**PASSAGE FOR REVIEW**
**********

I thought I’d talk briefly about our new framework for special needs inspections for a quick contrast. These inspections review the effectiveness of all the relevant agencies in providing joined up special educational needs and/or disabilities (SEND) services in a local area. There is surprisingly very little research evidence to draw on for this.
In planning a successor to our first framework, we recognised the important work and lessons from the first set of inspections, but we did also see room for improvement.
We’d already identified recurring weaknesses, flaws and delays in the identification of children’s needs. We had also often found a lack of clarity about who is responsible for what, between the various organisations involved.
We also listened to a lot of feedback from children, young people and their families, from people working in all kinds of SEND and related services, and from the many organisations that support children and young people with SEND as well as representative bodies.
We combined the inspection analysis with the feedback from the various strands of engagement. That enabled us to develop and refine our new proposals. These proposals or aspects of them were then tested through discussions and a set of pilot inspections. (Piloting is a very powerful tool for us.)
All of this led to a new approach with 9 proposals for improvement, which we consulted on last summer. Happily, we found strong support for all proposals, increasing our confidence in the direction, and also provided valuable comments and suggestions that led to some changes and clarifications in the draft framework and handbook.
In summary, we have started by building on our existing framework and inspection programme. We incorporated our analysis, feedback and engagement. We tested our new proposals. We consulted on them – and all of this going into the framework. We think we have created an approach that will improve outcomes for pupils with SEND, help families navigate a complex and sometimes adversarial system, and strengthen accountability by clarifying where responsibility for improvement lies.
I think it’s a good example of how to develop a framework in a less evidence-rich environment.
The next thing I want to talk about is evaluation.
These cases studies illustrate how we draw on established research and generate research to design our models, in the light of both well-developed and under-developed bodies of research.
But we also need to know whether our frameworks and methodologies are being implemented as intended and having the effects we expect. We therefore have a programme of evaluation work. When we do this, we make a contribution to the body of professional knowledge about inspection. But, significantly for us, the evaluation work completes a positive feedback loop. We harness those findings and then use them in refining our process, our handbooks and our frameworks.

**********

**DATA LISTING**
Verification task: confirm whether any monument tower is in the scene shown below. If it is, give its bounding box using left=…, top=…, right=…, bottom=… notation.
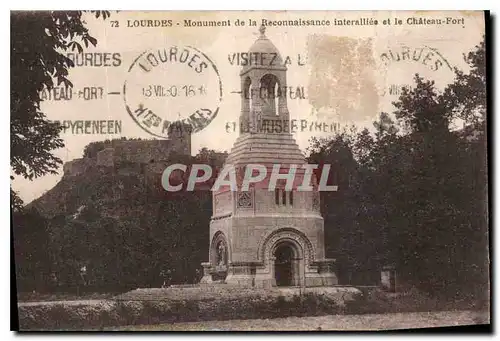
left=201, top=27, right=337, bottom=287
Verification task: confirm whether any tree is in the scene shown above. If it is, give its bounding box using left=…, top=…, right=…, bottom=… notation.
left=10, top=11, right=109, bottom=207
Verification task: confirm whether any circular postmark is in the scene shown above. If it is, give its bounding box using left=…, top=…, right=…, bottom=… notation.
left=123, top=45, right=222, bottom=138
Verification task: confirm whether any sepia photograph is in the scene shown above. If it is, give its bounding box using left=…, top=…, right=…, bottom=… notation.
left=10, top=10, right=492, bottom=332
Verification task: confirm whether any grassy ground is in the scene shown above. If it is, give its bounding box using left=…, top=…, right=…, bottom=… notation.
left=109, top=311, right=489, bottom=331
left=18, top=285, right=489, bottom=330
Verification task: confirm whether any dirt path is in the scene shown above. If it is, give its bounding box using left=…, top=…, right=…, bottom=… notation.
left=110, top=311, right=489, bottom=331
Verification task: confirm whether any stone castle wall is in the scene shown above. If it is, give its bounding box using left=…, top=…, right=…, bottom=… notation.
left=63, top=127, right=191, bottom=176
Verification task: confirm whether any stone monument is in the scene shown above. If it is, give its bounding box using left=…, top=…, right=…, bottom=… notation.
left=201, top=27, right=337, bottom=288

**********

**DIRECTIONS**
According to the passage on the new framework for special needs inspections, how many proposals for improvement did the new approach include?

**SOLUTION FOR THIS EXERCISE**
Nine proposals.